## EXERCISE TASKS
(1) From the Rett syndrome text, reproduce everything from "Growing evidence in" down to "an effective therapy.".
(2) According to the Rett syndrome text, which two measures emerged as quantitative and non-invasive biomarkers in mice?
(3) Extend the Rett syndrome text with the passage that would come next after its final sentence.

## PAGE EXTRACT
■ ■ ■

There is no cure for RTT currently, thus it represents a major unmet medical need to allow proper neural development and ensure higher quality of life for individuals with Rett Syndrome and their families. Building from a strong foundational body of knowledge in the visual system and our seminal work on critical period plasticity mechanisms in primary visual cortex, we were the first to establish a clear sensory phenotype that faithfully tracks the progression of Rett syndrome (RTT) across species. Specifically, Visual Evoked Potentials (VEP) and spontaneous pupillary fluctuations emerged as quantitative and non-invasive biomarkers to track both the regression and potential treatment efficacy in mice that could be effectively translated to human patients. Consequently, sensory event-related potentials, further expanded to other modalities like hearing, are now part of the NIH Natural History Study for Rett Syndrome and related disorders.

Growing evidence in mouse models of RTT point to an accelerated hyper-maturation of fast-spiking, large basket parvalbumin-positive (PV+) interneurons as one of the first alterations of cortical circuitry before the onset of RTT phenotypes and start of regression. Chronic pharmacological treatment with ketamine preferentially dampening NMDA receptor activation in PV+ cells also ameliorates RTT phenotype across multiple domains. Together, these results support the hypothesis that PV circuits may represent a target for therapeutic intervention in RTT. Developing an intervention that modulates PV+ circuit function in patients thus represents a significant advance toward an effective therapy.

■ ■ ■

## DATA EXTRACT
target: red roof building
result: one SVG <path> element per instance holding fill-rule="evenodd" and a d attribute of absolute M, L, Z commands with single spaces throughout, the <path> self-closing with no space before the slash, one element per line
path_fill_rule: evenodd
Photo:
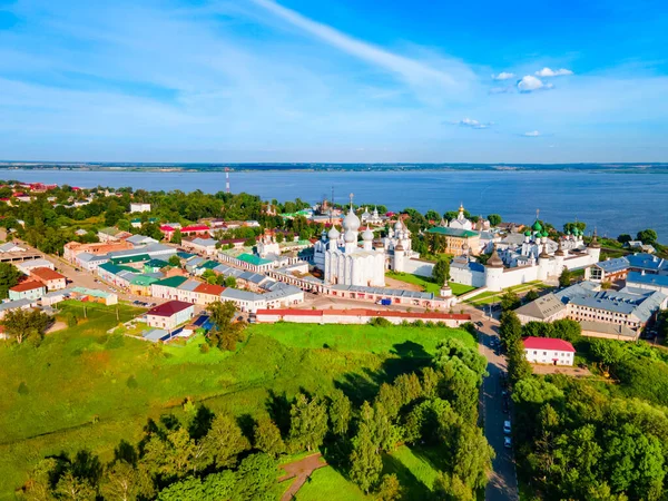
<path fill-rule="evenodd" d="M 576 348 L 568 341 L 552 337 L 524 337 L 524 355 L 532 364 L 572 365 Z"/>
<path fill-rule="evenodd" d="M 273 323 L 277 321 L 295 323 L 325 323 L 325 324 L 366 324 L 371 318 L 386 318 L 393 324 L 402 322 L 443 322 L 449 327 L 456 327 L 471 322 L 471 315 L 451 313 L 409 313 L 385 310 L 258 310 L 257 322 Z"/>
<path fill-rule="evenodd" d="M 146 312 L 146 323 L 151 327 L 174 330 L 189 322 L 195 315 L 195 306 L 185 301 L 168 301 Z"/>

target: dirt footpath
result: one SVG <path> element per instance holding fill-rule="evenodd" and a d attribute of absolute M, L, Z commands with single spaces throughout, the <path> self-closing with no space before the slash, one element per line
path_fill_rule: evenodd
<path fill-rule="evenodd" d="M 316 452 L 315 454 L 307 455 L 306 458 L 295 461 L 294 463 L 284 464 L 281 468 L 285 470 L 285 475 L 278 479 L 283 482 L 288 479 L 295 479 L 289 485 L 289 489 L 281 497 L 281 501 L 289 501 L 295 497 L 297 491 L 304 485 L 304 482 L 311 477 L 318 468 L 326 466 L 327 463 L 322 459 L 322 454 Z"/>

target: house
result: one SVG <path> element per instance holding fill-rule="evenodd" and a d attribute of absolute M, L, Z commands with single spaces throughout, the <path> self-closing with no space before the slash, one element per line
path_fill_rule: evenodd
<path fill-rule="evenodd" d="M 554 294 L 547 294 L 515 310 L 515 314 L 522 324 L 528 322 L 554 322 L 556 320 L 566 318 L 568 308 Z"/>
<path fill-rule="evenodd" d="M 433 228 L 429 228 L 426 233 L 431 233 L 444 239 L 445 246 L 443 252 L 446 254 L 461 256 L 468 252 L 472 255 L 478 255 L 480 253 L 480 233 L 478 232 L 434 226 Z"/>
<path fill-rule="evenodd" d="M 458 327 L 465 322 L 471 322 L 471 315 L 449 313 L 410 313 L 389 312 L 366 308 L 353 310 L 258 310 L 258 323 L 292 322 L 299 324 L 367 324 L 373 318 L 385 318 L 399 325 L 402 322 L 442 322 L 449 327 Z"/>
<path fill-rule="evenodd" d="M 174 330 L 177 325 L 190 321 L 195 306 L 183 301 L 168 301 L 146 312 L 146 323 L 150 327 Z"/>
<path fill-rule="evenodd" d="M 47 293 L 47 288 L 41 282 L 26 281 L 10 287 L 10 301 L 32 299 L 37 301 Z"/>
<path fill-rule="evenodd" d="M 131 237 L 126 238 L 126 242 L 129 242 L 135 247 L 138 247 L 140 245 L 148 245 L 148 244 L 157 244 L 158 243 L 158 240 L 156 240 L 155 238 L 147 237 L 147 236 L 144 236 L 144 235 L 132 235 Z"/>
<path fill-rule="evenodd" d="M 181 247 L 187 250 L 193 250 L 195 253 L 204 254 L 206 256 L 213 256 L 216 254 L 216 244 L 217 240 L 214 238 L 184 238 L 181 240 Z"/>
<path fill-rule="evenodd" d="M 127 250 L 131 249 L 132 244 L 120 240 L 110 243 L 94 243 L 94 244 L 80 244 L 79 242 L 68 242 L 65 244 L 62 257 L 70 263 L 80 265 L 77 263 L 77 256 L 81 253 L 94 254 L 96 256 L 105 255 L 115 250 Z"/>
<path fill-rule="evenodd" d="M 225 287 L 222 285 L 215 284 L 199 284 L 195 288 L 195 293 L 197 294 L 197 304 L 207 305 L 210 303 L 215 303 L 216 301 L 220 301 L 220 294 L 223 294 Z"/>
<path fill-rule="evenodd" d="M 601 283 L 622 281 L 629 273 L 629 266 L 626 257 L 601 261 L 584 268 L 584 279 Z"/>
<path fill-rule="evenodd" d="M 170 276 L 150 284 L 150 295 L 159 299 L 178 299 L 177 287 L 186 282 L 186 277 Z"/>
<path fill-rule="evenodd" d="M 184 303 L 196 304 L 197 303 L 197 293 L 195 289 L 202 284 L 202 282 L 197 281 L 186 281 L 176 287 L 177 298 L 178 301 L 183 301 Z"/>
<path fill-rule="evenodd" d="M 210 235 L 212 228 L 206 225 L 191 225 L 184 226 L 180 232 L 183 236 L 204 236 L 208 237 Z"/>
<path fill-rule="evenodd" d="M 0 303 L 0 321 L 4 318 L 7 312 L 11 312 L 13 310 L 29 310 L 35 306 L 37 306 L 37 302 L 35 299 L 16 299 Z"/>
<path fill-rule="evenodd" d="M 35 269 L 35 268 L 56 269 L 56 266 L 53 266 L 53 263 L 51 263 L 50 261 L 47 261 L 47 259 L 43 259 L 40 257 L 37 259 L 28 259 L 22 263 L 17 263 L 17 268 L 19 268 L 19 271 L 22 272 L 23 274 L 30 275 L 31 269 Z"/>
<path fill-rule="evenodd" d="M 150 296 L 150 286 L 159 279 L 151 275 L 137 275 L 130 281 L 130 294 Z"/>
<path fill-rule="evenodd" d="M 7 244 L 0 245 L 0 253 L 22 253 L 26 249 L 23 247 L 19 247 L 13 242 L 8 242 Z"/>
<path fill-rule="evenodd" d="M 132 202 L 130 204 L 130 213 L 150 213 L 150 204 Z"/>
<path fill-rule="evenodd" d="M 652 275 L 645 272 L 629 272 L 626 285 L 627 287 L 641 288 L 646 291 L 658 291 L 668 295 L 668 275 Z"/>
<path fill-rule="evenodd" d="M 524 355 L 532 364 L 573 365 L 576 348 L 568 341 L 524 337 Z"/>
<path fill-rule="evenodd" d="M 67 287 L 67 278 L 51 268 L 32 268 L 30 277 L 46 285 L 47 291 L 59 291 Z"/>

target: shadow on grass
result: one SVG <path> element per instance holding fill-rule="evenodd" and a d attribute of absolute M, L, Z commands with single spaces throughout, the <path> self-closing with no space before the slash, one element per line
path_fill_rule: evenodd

■ ■ ■

## ANSWER LIST
(1)
Growing evidence in mouse models of RTT point to an accelerated hyper-maturation of fast-spiking, large basket parvalbumin-positive (PV+) interneurons as one of the first alterations of cortical circuitry before the onset of RTT phenotypes and start of regression. Chronic pharmacological treatment with ketamine preferentially dampening NMDA receptor activation in PV+ cells also ameliorates RTT phenotype across multiple domains. Together, these results support the hypothesis that PV circuits may represent a target for therapeutic intervention in RTT. Developing an intervention that modulates PV+ circuit function in patients thus represents a significant advance toward an effective therapy.

(2) Visual Evoked Potentials (VEP) and spontaneous pupillary fluctuations.

(3)
In this context, we are testing the hypothesis that the choroid plexus, and specifically OTX2, could serve as a therapeutic target for RTT, paving the way for future clinical studies in RTT patients. From a practical perspective on therapeutic strategies, it is important to note that the choroid plexus is easily accessible via the circulatory system and has already been exploited as a target for gene therapy in pediatric neurological diseases. Since the normal flow of cerebrospinal fluid transports molecules secreted by the choroid plexus through the ventricular system to the brain parenchyma, our data suggest that a single administration of safe AAV vectors could make gene therapy via the choroid plexus a promising approach.